[Point annotations for photos]
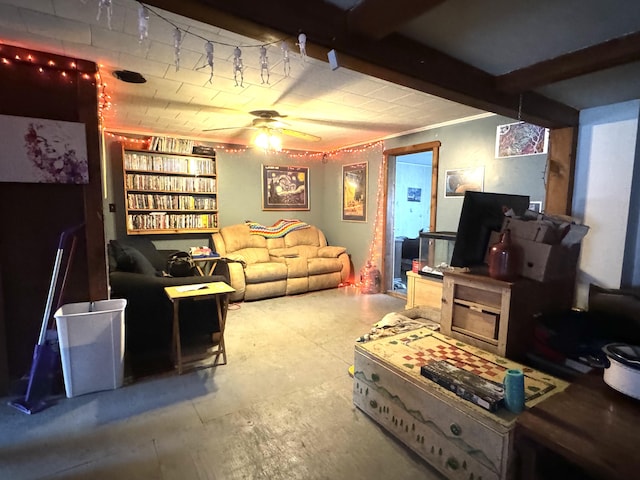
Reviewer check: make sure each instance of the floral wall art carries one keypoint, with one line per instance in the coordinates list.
(36, 150)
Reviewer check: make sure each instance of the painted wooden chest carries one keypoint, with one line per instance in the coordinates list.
(460, 439)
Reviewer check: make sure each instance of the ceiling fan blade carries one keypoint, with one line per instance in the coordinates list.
(245, 127)
(302, 135)
(266, 114)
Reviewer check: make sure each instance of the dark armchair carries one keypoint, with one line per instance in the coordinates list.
(136, 273)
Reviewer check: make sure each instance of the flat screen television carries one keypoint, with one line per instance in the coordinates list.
(482, 213)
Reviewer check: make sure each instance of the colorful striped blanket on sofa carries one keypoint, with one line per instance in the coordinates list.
(278, 229)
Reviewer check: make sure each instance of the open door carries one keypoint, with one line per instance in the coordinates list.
(410, 197)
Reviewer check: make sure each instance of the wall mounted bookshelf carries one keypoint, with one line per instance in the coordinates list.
(169, 192)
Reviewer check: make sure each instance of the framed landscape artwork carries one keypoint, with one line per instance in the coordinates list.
(520, 138)
(354, 192)
(285, 187)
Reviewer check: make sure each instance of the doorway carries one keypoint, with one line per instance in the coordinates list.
(410, 197)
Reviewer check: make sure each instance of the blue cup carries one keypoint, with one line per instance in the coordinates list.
(514, 390)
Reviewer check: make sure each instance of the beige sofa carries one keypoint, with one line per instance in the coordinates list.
(298, 262)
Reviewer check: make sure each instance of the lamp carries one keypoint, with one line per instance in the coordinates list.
(268, 140)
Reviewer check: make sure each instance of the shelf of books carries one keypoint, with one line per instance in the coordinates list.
(169, 192)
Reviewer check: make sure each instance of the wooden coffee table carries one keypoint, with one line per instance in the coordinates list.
(206, 265)
(176, 294)
(590, 425)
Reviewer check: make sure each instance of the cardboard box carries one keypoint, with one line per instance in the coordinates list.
(533, 230)
(543, 262)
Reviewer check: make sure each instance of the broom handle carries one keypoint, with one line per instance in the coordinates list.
(52, 288)
(54, 281)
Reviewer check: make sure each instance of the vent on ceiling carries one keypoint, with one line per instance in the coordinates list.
(129, 77)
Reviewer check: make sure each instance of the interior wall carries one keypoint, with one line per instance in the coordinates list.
(606, 155)
(472, 144)
(240, 196)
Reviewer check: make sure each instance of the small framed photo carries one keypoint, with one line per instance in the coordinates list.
(413, 194)
(463, 179)
(285, 188)
(354, 192)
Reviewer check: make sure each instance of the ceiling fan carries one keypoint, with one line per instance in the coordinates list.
(270, 120)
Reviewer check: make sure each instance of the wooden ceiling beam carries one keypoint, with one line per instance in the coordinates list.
(395, 58)
(611, 53)
(374, 19)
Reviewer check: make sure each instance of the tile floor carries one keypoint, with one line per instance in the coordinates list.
(280, 409)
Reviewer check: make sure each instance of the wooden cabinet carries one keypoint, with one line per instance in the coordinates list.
(423, 291)
(169, 192)
(499, 316)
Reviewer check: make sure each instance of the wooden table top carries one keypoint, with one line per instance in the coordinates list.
(591, 425)
(198, 290)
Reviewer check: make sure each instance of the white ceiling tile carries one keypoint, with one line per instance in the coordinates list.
(45, 6)
(10, 18)
(60, 28)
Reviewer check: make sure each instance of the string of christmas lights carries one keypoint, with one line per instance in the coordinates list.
(179, 35)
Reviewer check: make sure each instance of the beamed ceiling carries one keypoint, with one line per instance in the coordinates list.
(404, 65)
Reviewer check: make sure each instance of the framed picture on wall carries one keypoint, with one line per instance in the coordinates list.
(39, 150)
(413, 194)
(354, 192)
(285, 187)
(463, 179)
(520, 138)
(535, 206)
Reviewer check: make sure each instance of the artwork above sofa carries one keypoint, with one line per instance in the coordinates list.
(288, 258)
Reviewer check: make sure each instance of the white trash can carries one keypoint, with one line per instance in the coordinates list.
(91, 338)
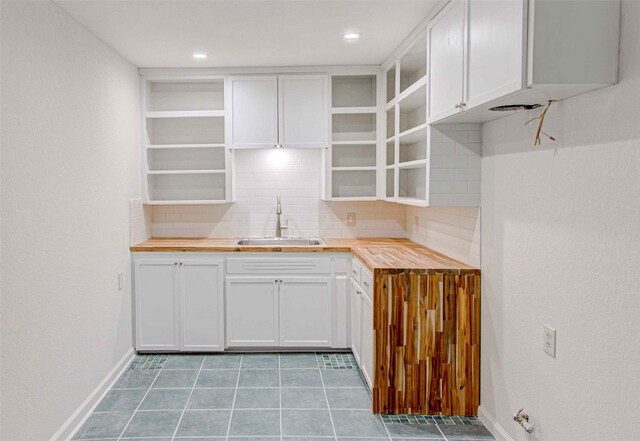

**Written request:** Show every line of the items above that contains the word "table". Case matters.

**Result for this exercise:**
Reviewer check: make sure each instance of the wooden coffee table carries one keypoint, with one line per instance in the coordinates list.
Reviewer check: make sure each instance of the wooden table top carries one keypoint, with one line per instance in the coordinates list.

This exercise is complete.